▶ Exercise description
Return all of the entries word for word, but omit the pictures they contain.

▶ Material shown
=== Section Start ===
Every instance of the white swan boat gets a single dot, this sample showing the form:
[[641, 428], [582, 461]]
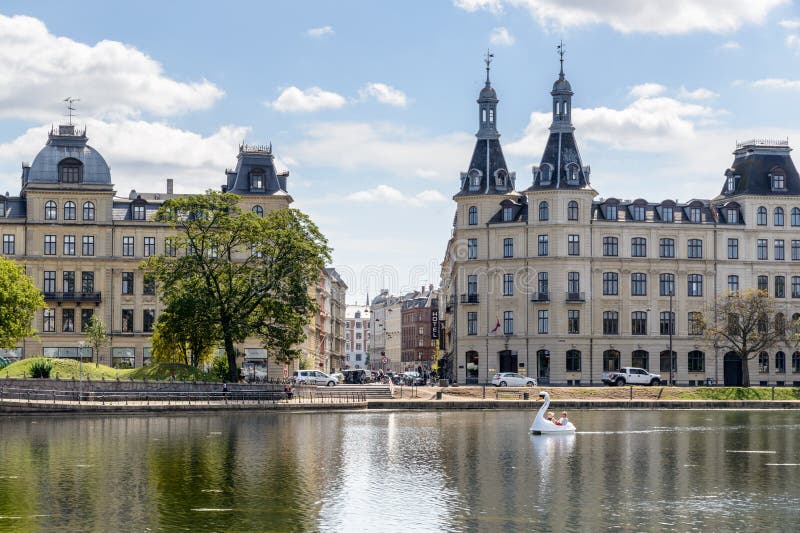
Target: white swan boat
[[541, 426]]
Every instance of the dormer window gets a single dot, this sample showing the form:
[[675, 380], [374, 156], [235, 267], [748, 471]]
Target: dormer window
[[257, 180]]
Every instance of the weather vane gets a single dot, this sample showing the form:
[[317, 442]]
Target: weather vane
[[70, 108]]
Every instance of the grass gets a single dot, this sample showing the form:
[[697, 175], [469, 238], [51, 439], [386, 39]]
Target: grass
[[71, 369]]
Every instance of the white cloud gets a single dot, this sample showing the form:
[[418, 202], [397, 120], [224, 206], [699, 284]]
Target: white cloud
[[324, 31], [636, 16], [112, 79], [698, 94], [293, 100], [387, 194], [501, 37], [383, 148], [385, 94], [646, 90]]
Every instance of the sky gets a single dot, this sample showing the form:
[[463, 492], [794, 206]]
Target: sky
[[371, 105]]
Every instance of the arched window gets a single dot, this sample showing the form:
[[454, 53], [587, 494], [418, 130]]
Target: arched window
[[544, 211], [761, 216], [778, 217], [69, 210], [50, 210], [572, 210], [70, 170], [88, 211]]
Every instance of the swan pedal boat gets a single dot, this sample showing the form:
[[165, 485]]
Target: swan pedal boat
[[541, 426]]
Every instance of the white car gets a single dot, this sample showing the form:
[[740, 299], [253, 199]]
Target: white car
[[512, 379], [313, 377]]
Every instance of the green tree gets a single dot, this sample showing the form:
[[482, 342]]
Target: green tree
[[746, 324], [96, 336], [19, 301], [251, 273]]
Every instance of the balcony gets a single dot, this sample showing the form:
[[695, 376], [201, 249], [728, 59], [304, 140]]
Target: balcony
[[72, 297]]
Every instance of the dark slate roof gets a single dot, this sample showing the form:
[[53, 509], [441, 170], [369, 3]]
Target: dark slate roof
[[754, 162]]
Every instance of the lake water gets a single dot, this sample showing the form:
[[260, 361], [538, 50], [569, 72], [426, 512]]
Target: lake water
=== Section End ===
▶ Response
Every instance of the white swan boat gets a single dot, this sample showing the form:
[[641, 428], [582, 461]]
Target: white swan boat
[[541, 426]]
Every instance of the dormer window gets a single dot, this sample showing the form:
[[675, 380], [374, 156], [235, 267], [748, 471]]
Target: dormer window
[[257, 180]]
Every instance of the weather vane gets a single dot, this sample showing the form:
[[317, 442]]
Target: weather vane
[[70, 108]]
Every instance of the grass gets a single dot, this sample showing the form:
[[697, 175], [469, 238], [51, 439], [386, 39]]
Target: grass
[[71, 369]]
Every instance of the white cloud gets a single dot, this sample showing the form:
[[418, 202], [397, 120], [224, 206], [699, 284]]
Target: white cloud
[[324, 31], [636, 16], [112, 79], [698, 94], [293, 100], [387, 194], [501, 37], [383, 148], [385, 94], [646, 90]]
Every instance of the sky gets a single dot, this sample showing the form:
[[463, 492], [794, 206]]
Target: sky
[[371, 105]]
Every instance of the arched window gets a single dot, this sample showing the form:
[[454, 53], [587, 494], [418, 130]]
Target: arched window
[[544, 211], [761, 216], [778, 217], [69, 210], [50, 210], [572, 210], [70, 170], [88, 211]]
Every instance of the swan pedal boat gets a single dot, this sample showing the form:
[[165, 485]]
Target: swan pedal boat
[[541, 426]]
Every instance of the white car gets a single dot, this sample showing the form:
[[740, 299], [253, 199]]
Target: white car
[[512, 379], [313, 377]]
Every instance of the green tree gets a single dot, this sample showing the form:
[[482, 342]]
Target: green tree
[[746, 324], [96, 336], [19, 301], [251, 273]]
Every instance of the balcony gets a single dot, this sample showing the form:
[[695, 376], [201, 249], [728, 59], [304, 140]]
Target: balcony
[[72, 297]]
Every instance of the dark slate roof gets a single dot, this sample showing the form:
[[53, 509], [441, 170], [369, 3]]
Target: dark slate roof
[[754, 162]]
Every instance of the lake water gets a single dot, this sample showing the form:
[[260, 361], [538, 50], [569, 72], [426, 512]]
Target: lake water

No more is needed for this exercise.